* **STATED EXERCISE**
Can you rewrite the lines from the one containing "the grey van." through the end of the records, inclusive, swapping "canvas tent" for "tarp shelter" and leaving everything else as it is?

[Detection examples]

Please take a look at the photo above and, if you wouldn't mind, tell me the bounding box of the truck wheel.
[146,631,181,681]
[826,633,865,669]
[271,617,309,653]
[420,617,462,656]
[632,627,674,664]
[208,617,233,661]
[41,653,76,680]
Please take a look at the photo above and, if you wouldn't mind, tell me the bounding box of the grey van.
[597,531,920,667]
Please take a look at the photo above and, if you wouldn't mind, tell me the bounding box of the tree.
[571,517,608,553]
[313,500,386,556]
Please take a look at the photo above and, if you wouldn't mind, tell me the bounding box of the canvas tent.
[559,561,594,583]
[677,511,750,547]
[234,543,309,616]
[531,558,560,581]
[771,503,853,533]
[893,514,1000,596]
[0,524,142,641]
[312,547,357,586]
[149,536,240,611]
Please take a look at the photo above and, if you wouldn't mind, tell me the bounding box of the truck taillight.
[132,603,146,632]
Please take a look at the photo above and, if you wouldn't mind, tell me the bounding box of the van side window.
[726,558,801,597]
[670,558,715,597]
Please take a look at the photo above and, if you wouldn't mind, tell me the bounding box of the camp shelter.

* **EXPECTED OUTPUT**
Please take a look at the photo above and, if you wouldn't mind, tell me the bounding box of the grey van.
[597,531,920,667]
Please take a look at the photo above and, if you wouldn't mind, tell me the bounding box of the tree.
[571,517,608,553]
[313,500,386,556]
Please take a look at the photo above and, if you wouldn't mind, tell me the bounding box of the tarp shelter.
[559,561,594,583]
[677,511,750,547]
[234,543,309,616]
[531,558,560,581]
[771,503,853,533]
[893,514,1000,596]
[0,524,142,641]
[312,547,357,586]
[149,536,240,611]
Please take a look at the photo above and, if you wouldn't mind, tell me the bounding box of the truck taillight.
[132,603,146,632]
Please take a look at the photo above and, if you wouldn't mind, tell me the bounding box of the van side window.
[726,558,801,597]
[670,558,715,597]
Please take a look at the photo above and, if you wouldn't mind, tell me the bounding box of the camp shelter.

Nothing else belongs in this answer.